Input:
····················
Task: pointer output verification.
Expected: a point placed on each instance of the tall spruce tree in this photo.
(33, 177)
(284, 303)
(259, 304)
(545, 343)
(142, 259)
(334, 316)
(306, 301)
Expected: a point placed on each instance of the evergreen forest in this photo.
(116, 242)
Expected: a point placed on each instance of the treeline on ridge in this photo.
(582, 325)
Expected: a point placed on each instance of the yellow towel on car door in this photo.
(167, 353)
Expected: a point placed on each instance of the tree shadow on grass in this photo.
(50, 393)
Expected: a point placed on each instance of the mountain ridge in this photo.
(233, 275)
····················
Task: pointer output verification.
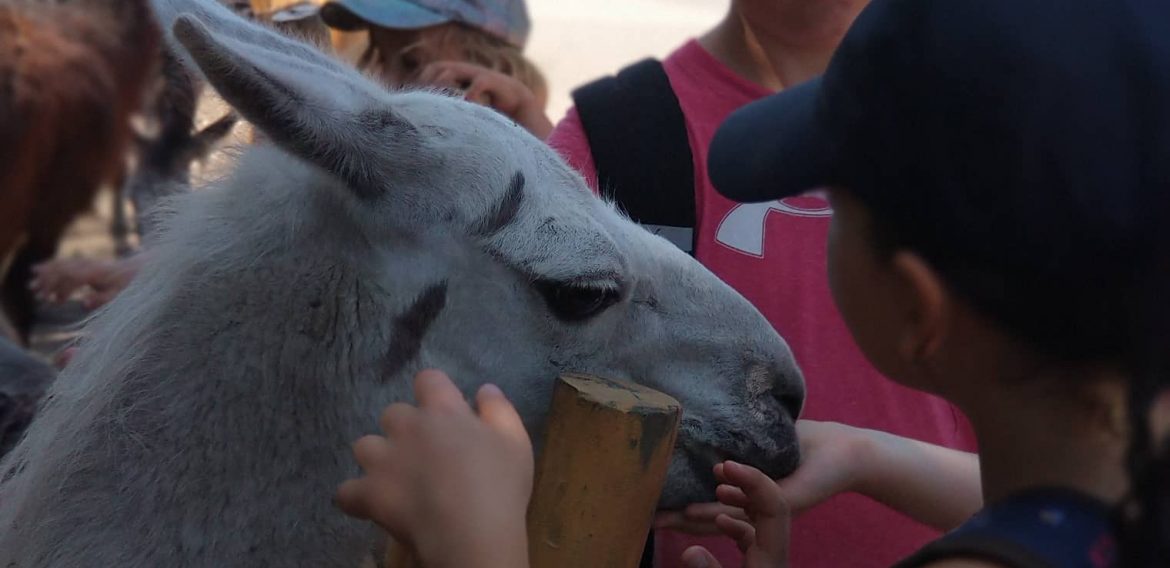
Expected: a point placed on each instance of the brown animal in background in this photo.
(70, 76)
····················
Task objective: List every line of the material above that contains the word "each".

Correct response:
Expected: a point placed on each instance of the tall spruce tree in this photo.
Expected: a point placed on each instance of the evergreen forest in this photo.
Expected: a point placed on each instance of the treeline on ridge in this photo.
Expected: a point placed on each instance of the yellow towel on car door in this photo.
Expected: a point placed on each instance of the tree shadow on grass in this photo.
Expected: a point placed on each instance of the mountain ridge in this photo.
Expected: a point placed on each instance of the brown animal in background in this photo.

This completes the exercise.